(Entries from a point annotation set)

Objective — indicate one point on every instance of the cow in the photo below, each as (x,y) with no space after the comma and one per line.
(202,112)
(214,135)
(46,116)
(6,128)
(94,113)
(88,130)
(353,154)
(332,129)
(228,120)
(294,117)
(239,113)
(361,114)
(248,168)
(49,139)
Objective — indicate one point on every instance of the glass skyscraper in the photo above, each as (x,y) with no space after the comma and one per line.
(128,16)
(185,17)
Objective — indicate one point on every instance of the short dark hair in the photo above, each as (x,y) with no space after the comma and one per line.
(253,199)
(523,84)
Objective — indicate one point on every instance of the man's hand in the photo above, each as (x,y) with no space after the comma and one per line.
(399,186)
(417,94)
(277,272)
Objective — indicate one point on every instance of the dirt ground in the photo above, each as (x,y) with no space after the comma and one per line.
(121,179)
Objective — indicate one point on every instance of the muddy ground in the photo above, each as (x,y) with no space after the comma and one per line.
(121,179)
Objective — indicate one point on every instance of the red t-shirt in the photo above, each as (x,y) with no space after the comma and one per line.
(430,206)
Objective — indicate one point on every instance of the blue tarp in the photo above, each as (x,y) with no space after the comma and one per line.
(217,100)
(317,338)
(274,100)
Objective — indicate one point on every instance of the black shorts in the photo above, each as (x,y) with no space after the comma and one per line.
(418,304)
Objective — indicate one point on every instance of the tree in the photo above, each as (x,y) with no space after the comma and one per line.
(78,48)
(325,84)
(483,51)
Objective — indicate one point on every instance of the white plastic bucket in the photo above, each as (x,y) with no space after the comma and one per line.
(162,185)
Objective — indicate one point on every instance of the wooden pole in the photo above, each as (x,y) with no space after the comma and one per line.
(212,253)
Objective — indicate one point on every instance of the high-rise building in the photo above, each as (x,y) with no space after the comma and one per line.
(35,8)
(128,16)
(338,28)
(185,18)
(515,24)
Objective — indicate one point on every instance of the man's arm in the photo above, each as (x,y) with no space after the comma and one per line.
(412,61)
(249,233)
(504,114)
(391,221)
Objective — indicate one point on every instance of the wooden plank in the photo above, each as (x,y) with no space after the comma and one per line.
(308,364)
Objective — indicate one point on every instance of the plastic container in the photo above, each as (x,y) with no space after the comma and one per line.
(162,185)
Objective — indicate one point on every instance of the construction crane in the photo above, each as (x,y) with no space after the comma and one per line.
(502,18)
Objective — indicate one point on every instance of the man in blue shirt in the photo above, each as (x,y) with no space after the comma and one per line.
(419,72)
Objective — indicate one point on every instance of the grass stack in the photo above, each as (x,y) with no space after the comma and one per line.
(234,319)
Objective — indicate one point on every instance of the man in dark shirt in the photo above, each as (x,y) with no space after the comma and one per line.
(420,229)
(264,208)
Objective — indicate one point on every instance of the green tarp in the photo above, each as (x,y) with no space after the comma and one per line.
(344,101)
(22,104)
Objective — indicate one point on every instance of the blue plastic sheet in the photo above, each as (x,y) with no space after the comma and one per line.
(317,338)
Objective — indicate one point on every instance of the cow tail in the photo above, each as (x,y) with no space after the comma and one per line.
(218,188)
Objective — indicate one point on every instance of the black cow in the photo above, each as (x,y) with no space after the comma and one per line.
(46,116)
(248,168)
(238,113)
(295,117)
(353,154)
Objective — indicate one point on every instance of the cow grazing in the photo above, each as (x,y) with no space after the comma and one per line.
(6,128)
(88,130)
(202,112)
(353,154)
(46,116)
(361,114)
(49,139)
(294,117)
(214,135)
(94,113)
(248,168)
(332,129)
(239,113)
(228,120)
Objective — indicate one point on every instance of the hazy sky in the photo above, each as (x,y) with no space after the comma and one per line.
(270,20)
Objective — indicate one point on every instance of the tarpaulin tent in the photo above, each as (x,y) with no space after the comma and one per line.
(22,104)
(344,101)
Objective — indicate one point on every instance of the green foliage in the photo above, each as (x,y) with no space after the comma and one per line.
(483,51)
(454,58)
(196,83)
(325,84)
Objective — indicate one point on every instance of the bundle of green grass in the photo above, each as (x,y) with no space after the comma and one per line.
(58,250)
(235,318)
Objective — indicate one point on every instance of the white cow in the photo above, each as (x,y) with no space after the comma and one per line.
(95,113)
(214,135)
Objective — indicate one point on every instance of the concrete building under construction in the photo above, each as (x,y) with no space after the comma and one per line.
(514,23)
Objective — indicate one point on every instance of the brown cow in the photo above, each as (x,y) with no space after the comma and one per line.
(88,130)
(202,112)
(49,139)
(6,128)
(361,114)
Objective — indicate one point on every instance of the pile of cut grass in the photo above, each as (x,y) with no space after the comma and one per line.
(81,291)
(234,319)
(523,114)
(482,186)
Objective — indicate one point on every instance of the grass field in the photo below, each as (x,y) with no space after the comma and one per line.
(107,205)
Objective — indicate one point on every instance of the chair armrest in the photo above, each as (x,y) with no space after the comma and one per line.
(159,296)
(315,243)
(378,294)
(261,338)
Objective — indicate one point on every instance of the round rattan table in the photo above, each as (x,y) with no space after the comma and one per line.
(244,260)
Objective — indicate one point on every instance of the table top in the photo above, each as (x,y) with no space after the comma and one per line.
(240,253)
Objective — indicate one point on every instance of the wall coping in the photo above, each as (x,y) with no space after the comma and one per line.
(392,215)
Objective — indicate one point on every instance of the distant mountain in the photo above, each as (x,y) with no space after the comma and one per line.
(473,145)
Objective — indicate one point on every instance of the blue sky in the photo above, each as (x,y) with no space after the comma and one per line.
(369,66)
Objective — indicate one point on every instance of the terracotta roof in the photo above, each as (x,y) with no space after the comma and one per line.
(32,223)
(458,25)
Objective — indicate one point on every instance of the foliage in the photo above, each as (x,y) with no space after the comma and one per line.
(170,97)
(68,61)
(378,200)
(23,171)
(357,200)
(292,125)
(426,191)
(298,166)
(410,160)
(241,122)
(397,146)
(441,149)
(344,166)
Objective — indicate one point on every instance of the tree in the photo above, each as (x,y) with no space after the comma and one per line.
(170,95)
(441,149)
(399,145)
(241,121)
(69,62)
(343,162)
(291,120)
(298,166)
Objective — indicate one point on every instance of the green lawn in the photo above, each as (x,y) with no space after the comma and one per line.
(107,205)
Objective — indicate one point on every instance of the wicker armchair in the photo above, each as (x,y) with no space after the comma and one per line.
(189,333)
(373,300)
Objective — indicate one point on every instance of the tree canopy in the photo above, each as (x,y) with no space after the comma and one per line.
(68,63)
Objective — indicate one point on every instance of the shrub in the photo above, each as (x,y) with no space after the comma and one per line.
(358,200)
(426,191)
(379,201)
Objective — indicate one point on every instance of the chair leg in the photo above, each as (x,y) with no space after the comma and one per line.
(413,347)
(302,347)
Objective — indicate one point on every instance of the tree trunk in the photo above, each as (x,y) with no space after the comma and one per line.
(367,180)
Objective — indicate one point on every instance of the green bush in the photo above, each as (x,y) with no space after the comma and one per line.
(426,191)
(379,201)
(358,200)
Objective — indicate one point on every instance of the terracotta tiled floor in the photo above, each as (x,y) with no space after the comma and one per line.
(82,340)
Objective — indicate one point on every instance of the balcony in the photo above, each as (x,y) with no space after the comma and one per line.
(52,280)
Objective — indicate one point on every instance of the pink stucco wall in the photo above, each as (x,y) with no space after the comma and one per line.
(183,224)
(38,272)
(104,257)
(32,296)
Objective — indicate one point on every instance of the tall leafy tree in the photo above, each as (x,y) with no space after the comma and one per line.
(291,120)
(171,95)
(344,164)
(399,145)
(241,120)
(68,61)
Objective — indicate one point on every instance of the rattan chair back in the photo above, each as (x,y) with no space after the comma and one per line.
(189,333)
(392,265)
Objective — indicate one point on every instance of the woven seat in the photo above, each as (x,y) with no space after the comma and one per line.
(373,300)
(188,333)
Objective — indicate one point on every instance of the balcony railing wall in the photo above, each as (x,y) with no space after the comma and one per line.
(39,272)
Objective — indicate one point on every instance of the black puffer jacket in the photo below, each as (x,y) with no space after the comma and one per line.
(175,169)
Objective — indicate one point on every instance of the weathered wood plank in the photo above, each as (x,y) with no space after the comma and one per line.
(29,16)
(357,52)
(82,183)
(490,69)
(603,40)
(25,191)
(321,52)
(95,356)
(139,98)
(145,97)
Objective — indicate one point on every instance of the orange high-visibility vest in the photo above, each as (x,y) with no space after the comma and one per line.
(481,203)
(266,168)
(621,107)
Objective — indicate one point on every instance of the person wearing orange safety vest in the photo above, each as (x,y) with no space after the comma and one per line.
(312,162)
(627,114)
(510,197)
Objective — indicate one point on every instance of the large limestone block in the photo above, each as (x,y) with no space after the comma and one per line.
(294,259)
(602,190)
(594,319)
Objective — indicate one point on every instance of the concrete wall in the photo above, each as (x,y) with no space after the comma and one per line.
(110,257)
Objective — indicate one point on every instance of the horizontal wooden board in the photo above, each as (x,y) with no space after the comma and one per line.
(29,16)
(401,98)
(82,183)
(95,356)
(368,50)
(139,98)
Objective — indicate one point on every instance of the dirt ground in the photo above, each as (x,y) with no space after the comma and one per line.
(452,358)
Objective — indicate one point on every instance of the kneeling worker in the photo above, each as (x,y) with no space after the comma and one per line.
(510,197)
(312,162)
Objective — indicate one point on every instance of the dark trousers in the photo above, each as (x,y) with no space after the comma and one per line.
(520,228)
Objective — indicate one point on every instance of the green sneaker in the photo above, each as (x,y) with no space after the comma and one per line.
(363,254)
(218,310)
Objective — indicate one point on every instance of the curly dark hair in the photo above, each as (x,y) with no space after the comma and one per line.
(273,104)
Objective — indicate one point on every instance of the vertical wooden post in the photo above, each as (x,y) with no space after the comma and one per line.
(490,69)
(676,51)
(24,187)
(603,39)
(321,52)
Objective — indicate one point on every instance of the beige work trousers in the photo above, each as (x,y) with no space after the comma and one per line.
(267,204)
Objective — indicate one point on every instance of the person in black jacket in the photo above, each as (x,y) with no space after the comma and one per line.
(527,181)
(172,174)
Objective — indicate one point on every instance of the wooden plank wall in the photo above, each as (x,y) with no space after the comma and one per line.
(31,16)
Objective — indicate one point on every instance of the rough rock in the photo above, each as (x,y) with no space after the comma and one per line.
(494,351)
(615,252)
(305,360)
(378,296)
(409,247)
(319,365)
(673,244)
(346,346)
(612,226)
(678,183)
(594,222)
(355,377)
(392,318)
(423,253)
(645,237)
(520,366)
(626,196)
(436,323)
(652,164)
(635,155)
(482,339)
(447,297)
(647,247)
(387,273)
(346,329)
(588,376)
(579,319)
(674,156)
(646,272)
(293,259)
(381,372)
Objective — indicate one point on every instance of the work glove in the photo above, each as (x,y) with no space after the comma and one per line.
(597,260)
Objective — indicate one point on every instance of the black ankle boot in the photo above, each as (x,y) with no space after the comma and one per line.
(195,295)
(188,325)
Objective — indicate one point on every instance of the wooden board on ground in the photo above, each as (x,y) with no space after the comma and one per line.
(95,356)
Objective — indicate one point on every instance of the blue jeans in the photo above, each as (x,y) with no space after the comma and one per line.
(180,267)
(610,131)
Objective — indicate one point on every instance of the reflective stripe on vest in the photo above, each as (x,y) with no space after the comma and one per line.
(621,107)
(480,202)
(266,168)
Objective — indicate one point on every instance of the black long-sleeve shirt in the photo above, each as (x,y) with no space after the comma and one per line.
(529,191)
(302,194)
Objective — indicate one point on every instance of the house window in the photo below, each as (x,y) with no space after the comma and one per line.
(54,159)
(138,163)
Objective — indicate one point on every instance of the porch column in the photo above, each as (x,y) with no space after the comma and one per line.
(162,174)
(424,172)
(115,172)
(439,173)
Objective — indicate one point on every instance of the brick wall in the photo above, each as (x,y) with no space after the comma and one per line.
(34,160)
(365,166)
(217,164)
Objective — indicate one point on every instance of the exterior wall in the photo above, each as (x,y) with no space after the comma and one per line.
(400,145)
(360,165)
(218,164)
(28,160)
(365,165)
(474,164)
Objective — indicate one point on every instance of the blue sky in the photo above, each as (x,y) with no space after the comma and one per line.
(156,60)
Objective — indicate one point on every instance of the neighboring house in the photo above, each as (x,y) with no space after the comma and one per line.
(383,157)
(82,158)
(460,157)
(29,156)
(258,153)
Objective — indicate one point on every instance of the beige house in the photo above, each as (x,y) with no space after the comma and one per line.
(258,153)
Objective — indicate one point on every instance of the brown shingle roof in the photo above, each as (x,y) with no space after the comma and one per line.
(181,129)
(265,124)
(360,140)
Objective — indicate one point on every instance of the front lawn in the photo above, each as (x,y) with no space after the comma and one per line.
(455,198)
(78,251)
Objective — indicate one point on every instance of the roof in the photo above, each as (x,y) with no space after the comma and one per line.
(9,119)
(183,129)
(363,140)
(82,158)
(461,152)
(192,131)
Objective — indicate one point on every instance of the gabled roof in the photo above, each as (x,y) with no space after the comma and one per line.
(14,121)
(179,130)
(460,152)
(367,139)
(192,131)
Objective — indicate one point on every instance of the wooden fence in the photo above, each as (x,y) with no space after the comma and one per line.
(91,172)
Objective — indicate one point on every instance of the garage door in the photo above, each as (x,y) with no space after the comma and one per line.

[Your goal]
The required output is the span of lines from the one containing "Objective — indicate one point on every instance of the porch" to the last line, reproduced character for character.

[Written solution]
Objective — indicate one point on every instance of the porch column in the photo above, each as (x,y) with no space after the comma and one per line.
(162,174)
(424,172)
(115,172)
(439,173)
Objective — indicate one point on every instance of the brick wall in the photo above, each as (x,y) with no space after the comma and one per line.
(34,160)
(365,166)
(217,164)
Objective — indicate one point on every instance of the exterior wall in the photo above, each as (x,y) with no space after the comma and one per line.
(400,145)
(360,165)
(218,164)
(28,160)
(365,165)
(474,164)
Objective — indicate one point on every instance of the blue sky in the photo above, each as (x,y) with no space after the comma and one per line.
(156,60)
Objective — indicate one point on every instance of the neighboring house in the photo above, each as (x,y) with no space after the comma and one per line.
(383,157)
(82,158)
(460,157)
(29,156)
(258,153)
Objective — indicate one point on every instance of the beige house in the photo above, each as (x,y) with no space after the comma and one per line.
(258,153)
Objective — indicate one point on every instance of the brown shingle roof in the photo above, each as (x,y) with no space after the comma and one per line.
(181,129)
(265,124)
(360,140)
Objective — indicate one point on every instance of the front lawn in the photo above, each as (x,y) with no space after the comma and one per line.
(455,198)
(78,251)
Objective — indicate one point on every instance of the roof in the photo above, each as (x,y) with no space after the comma and one per line.
(9,119)
(183,129)
(363,140)
(82,158)
(461,152)
(192,131)
Objective — indicate one point on every instance of the gabled roof in the photo above, each as (x,y) with no space after the comma and one per line.
(14,121)
(179,130)
(460,152)
(367,139)
(192,131)
Objective — indicate one point on every instance of the wooden fence in the photo above, each as (x,y) with no space after the comma and one per line.
(91,172)
Objective — indicate one point on every instance of the garage door in the photo above, each as (x,y) with no space after the comma and one per line.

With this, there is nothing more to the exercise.